__WORK REQUIRED__: All of the entries below should be returned verbatim, apart from the pictures.

__RECORDS SHOWN__:
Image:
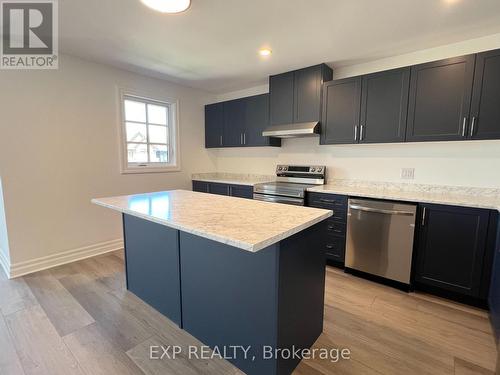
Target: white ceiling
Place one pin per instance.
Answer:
(213, 46)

__SOLUTION__:
Image:
Target: white ceiling
Place one pin per instance.
Answer:
(213, 46)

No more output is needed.